## [Task instructions]
Type every record exactly as it appears.

Excerpts of pointing data
== == ==

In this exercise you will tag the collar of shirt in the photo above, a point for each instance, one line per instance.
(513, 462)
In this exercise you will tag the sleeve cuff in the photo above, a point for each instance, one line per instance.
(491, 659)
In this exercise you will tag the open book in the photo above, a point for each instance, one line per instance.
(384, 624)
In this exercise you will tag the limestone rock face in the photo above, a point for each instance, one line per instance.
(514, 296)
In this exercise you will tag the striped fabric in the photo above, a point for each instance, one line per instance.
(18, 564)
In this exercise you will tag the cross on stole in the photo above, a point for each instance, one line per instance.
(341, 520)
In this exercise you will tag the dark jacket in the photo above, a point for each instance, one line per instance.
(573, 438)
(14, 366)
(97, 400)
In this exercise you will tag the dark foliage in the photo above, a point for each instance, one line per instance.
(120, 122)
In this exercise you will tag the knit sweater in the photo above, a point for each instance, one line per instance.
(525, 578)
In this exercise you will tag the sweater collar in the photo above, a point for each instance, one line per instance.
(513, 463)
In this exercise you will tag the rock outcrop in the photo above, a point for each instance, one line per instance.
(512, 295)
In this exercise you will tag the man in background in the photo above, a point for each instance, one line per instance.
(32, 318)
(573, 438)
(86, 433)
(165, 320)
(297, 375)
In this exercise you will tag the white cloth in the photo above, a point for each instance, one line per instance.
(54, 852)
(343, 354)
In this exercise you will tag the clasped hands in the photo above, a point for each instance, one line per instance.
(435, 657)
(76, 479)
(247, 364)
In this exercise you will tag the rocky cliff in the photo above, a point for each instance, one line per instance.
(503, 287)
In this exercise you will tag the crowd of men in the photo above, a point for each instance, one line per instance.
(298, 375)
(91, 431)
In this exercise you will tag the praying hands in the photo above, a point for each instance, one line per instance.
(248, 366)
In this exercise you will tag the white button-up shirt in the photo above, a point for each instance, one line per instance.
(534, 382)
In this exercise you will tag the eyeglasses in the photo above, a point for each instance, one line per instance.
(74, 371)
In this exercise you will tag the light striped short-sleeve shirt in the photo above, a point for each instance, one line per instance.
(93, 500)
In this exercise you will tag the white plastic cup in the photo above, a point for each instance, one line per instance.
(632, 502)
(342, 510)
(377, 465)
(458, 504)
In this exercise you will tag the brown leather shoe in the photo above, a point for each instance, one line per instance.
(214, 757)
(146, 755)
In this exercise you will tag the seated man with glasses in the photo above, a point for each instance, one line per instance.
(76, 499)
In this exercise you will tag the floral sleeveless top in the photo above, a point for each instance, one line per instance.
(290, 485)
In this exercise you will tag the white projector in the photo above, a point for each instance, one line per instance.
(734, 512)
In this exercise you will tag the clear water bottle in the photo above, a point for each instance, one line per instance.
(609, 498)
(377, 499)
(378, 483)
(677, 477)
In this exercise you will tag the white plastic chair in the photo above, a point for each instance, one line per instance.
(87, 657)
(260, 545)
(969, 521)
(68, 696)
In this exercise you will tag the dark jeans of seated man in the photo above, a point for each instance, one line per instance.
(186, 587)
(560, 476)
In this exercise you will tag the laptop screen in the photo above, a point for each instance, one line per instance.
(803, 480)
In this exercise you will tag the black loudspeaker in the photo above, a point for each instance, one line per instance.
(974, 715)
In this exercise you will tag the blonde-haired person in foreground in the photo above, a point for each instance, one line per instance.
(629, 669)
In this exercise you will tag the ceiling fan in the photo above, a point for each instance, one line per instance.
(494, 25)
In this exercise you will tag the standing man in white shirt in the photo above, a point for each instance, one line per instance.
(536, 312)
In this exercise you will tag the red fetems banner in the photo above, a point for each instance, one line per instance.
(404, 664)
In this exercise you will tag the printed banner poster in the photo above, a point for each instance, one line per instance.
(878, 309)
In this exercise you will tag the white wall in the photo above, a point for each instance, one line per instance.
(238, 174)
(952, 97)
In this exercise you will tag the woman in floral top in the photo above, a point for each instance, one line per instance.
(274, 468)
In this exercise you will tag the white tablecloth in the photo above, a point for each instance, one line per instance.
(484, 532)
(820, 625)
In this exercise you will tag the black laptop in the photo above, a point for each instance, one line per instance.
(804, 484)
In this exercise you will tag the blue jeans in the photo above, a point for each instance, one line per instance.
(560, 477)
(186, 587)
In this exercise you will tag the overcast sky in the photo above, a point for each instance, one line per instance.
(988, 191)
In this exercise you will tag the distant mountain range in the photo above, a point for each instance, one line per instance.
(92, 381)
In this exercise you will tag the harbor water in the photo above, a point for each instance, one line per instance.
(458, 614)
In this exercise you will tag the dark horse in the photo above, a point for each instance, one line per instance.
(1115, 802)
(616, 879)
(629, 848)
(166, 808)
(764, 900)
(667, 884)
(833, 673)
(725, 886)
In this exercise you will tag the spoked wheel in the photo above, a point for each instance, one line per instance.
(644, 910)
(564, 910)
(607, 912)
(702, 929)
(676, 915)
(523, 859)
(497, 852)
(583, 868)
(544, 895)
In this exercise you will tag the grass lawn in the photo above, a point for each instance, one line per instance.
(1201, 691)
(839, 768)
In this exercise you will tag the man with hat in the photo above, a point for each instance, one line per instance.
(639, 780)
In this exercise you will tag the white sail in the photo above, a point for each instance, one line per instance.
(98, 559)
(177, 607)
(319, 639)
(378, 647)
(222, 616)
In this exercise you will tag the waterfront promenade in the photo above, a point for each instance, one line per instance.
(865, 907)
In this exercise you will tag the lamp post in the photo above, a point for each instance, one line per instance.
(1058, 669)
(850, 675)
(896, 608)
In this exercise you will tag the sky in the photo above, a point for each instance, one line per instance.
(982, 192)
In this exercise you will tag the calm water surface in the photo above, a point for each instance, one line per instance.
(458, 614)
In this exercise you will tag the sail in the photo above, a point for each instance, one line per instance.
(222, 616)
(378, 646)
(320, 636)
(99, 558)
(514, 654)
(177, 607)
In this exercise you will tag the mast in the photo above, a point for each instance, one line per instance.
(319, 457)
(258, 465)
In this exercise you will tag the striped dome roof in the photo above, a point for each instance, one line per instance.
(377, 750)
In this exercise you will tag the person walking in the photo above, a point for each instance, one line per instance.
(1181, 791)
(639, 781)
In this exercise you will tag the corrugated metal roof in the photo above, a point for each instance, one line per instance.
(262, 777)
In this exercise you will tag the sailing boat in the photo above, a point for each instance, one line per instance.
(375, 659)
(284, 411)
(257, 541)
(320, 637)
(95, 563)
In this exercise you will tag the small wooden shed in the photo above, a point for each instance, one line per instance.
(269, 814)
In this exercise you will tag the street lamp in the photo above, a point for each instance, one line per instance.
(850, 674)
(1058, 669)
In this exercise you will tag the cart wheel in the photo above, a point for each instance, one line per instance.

== == ==

## [Response]
In this exercise you will tag the collar of shirt in the photo above, a point for each instance, one line per instance.
(513, 462)
In this exercise you will tag the sleeve cuff in the photo above, a point for each instance, one line per instance.
(491, 659)
In this exercise you will tag the open book in the photo above, a point for each instance, one line per instance.
(384, 624)
In this exercise you will tag the limestone rock face in the photo above, a point for each instance, one line per instance.
(514, 296)
In this exercise you will tag the striped fabric in the photo above, a point for each instance, one line per instance.
(18, 564)
In this exercise you will tag the cross on stole in the photo above, a point for each instance, one line per instance.
(341, 520)
In this exercise you will tag the dark jacket in the photo above, a point for each instance, one line per instance.
(573, 438)
(14, 366)
(97, 400)
In this exercise you will tag the dark foliage in the photo above, a point for each instance, one line per instance.
(120, 122)
In this exercise you will tag the knit sweater in the photo above, a point for each instance, one line per instance.
(525, 578)
In this exercise you will tag the sweater collar in the photo above, a point for each instance, one line per instance.
(513, 463)
In this exercise you will tag the rock outcrop in the photo above, a point for each instance, one line per instance.
(512, 295)
In this exercise you will tag the man in background in the photo above, a point for each instance, one line per instance.
(32, 318)
(573, 438)
(86, 433)
(165, 320)
(297, 375)
In this exercise you will tag the white cloth in the photo above, a point for each instance, one line per instance.
(54, 852)
(343, 354)
In this exercise you will tag the clasped hands in the photo above, a point for each instance, one line per instance.
(435, 657)
(76, 479)
(247, 364)
In this exercise you will tag the rocky cliff in the photo above, a point for each instance, one line per instance.
(503, 287)
In this exercise you will tag the crowd of men in the photo above, a point for each instance, one line per instance.
(298, 375)
(91, 431)
In this exercise you will tag the praying hands in the photo above, a point for each instance, one line per instance.
(248, 366)
In this exercise you will tag the white button-up shirt in the photo above, a point for each instance, one line per instance.
(534, 382)
In this exercise you will tag the eyeglasses in the photo above, a point for each instance, one line per instance.
(74, 371)
In this exercise you will tag the light striped short-sleeve shirt in the photo above, a point for each instance, one line per instance.
(93, 500)
In this exercise you will tag the white plastic cup in the photo above, a point for each instance, one line per instance.
(632, 502)
(342, 510)
(377, 465)
(458, 504)
In this exercise you will tag the brown leather shoe in the photo above, a point for each instance, one line per instance.
(214, 757)
(146, 755)
In this exercise you will tag the seated man with glasses in the photo above, a point for each instance, one line per instance.
(76, 499)
In this exercise you will tag the floral sleeveless top in the photo above, a point for each instance, one line per instance.
(290, 485)
In this exercise you will tag the white projector in the photo above, a point for each instance, one line per instance.
(734, 512)
In this exercise you will tag the clear water bottle in the photo above, a point for each instance, one line per instance.
(609, 498)
(377, 499)
(378, 483)
(677, 477)
In this exercise you will tag the white plastic chair in the photo above, a point for each instance, one line per instance.
(87, 657)
(260, 545)
(969, 521)
(68, 696)
In this exercise you will tag the dark jeans of seated man in the photo above, a point for each instance, one line per instance.
(186, 587)
(560, 476)
In this exercise you will tag the laptop screen in the photo above, a point for each instance, one line per instance.
(803, 480)
In this exercise you will tag the black loudspeaker in the photo above, a point for each instance, one line per instance.
(974, 715)
In this exercise you will tag the blonde-haired person in foreground in the photo above, a point for each instance, one line per instance.
(629, 669)
In this exercise you will tag the ceiling fan in the photo above, a point for each instance, one line per instance.
(494, 25)
In this exercise you will tag the standing man in white shirt in the photo above, a point for each instance, one line per instance.
(536, 312)
In this exercise you will tag the red fetems banner in the photo above, a point for each instance, one line per instance.
(404, 664)
In this exercise you will tag the printed banner poster in the photo above, a point for each instance, one line per instance.
(878, 309)
In this exercise you will tag the white wall in the photo above, a point for each instance, one line per instance.
(238, 174)
(952, 97)
In this exercise you will tag the woman in floral top in the photo above, a point for each instance, one line per instance.
(274, 468)
In this exercise you will tag the white tablecloth in the photo above, a point for each instance, one line per instance.
(484, 532)
(820, 625)
In this exercise you will tag the black laptop in the photo above, a point for each instance, one line per instance.
(804, 484)
In this exercise you will tag the blue jeans in the photo above, a point for each instance, one line per instance.
(560, 477)
(186, 587)
In this exercise you will tag the overcast sky in the photo above, a point for each instance, one line per instance.
(988, 191)
In this exercise you will tag the distant mountain range in the photo above, a point for each instance, one line per instance.
(92, 381)
In this exercise you will tag the harbor water in the photo above, a point for each instance, one line per instance.
(458, 614)
In this exercise you will tag the dark horse in the photo above, a point for each instance, one line per instance.
(1115, 802)
(616, 879)
(629, 848)
(166, 808)
(764, 900)
(667, 884)
(833, 673)
(725, 886)
In this exercise you will tag the spoked wheel in the photo above, a point for each instance, one line per instance.
(644, 910)
(564, 910)
(607, 912)
(702, 929)
(676, 915)
(523, 859)
(497, 852)
(583, 868)
(544, 895)
In this exercise you will tag the grass lawn in the photo above, a point for each instance, one line per instance.
(1201, 691)
(839, 768)
In this exercise you will tag the man with hat in the photo above, a point for each instance, one line per instance.
(639, 780)
In this exercise you will tag the white sail in the photo above, a point for each instance, one line per instance.
(98, 559)
(177, 607)
(319, 639)
(378, 647)
(222, 616)
In this exercise you will tag the waterfront promenade in the photo above, a point for each instance, one line per instance.
(865, 907)
In this exercise you will tag the lamp post in the photo above, a point for each instance, one line per instance.
(1058, 669)
(850, 675)
(896, 608)
In this exercise you will tag the sky in the photo above, a point for each instance, one line per instance.
(982, 192)
In this exercise you will tag the calm water surface in the photo above, a point for each instance, one line per instance.
(458, 614)
In this exercise you will tag the sail in the photo above, a point for each instance, one line per instance.
(222, 616)
(378, 646)
(320, 636)
(99, 558)
(514, 654)
(177, 607)
In this exercise you will tag the mast in the photo above, a point for each instance, one line per instance.
(319, 457)
(258, 465)
In this exercise you will tag the striped dome roof in the photo above, a point for each instance, one line per instance.
(377, 750)
In this exercise you will tag the person walking in the photo above, a point for each instance, one line per instance.
(1181, 791)
(639, 781)
In this exercise you will tag the corrugated metal roof in the photo above, a point for each instance, one line per instance.
(262, 777)
In this exercise you will tag the sailing boat in the photo above, a point for each instance, one line per instance.
(375, 659)
(284, 411)
(257, 541)
(320, 637)
(95, 563)
In this exercise you will tag the small wooden shed in the photo above, a point for each instance, one line per instance.
(269, 814)
In this exercise you will tag the street lamp in the photo above, a point for each instance, one line per instance.
(850, 674)
(1058, 669)
In this exercise you will tag the cart wheel in the photo above, a point for each instance, one line per instance.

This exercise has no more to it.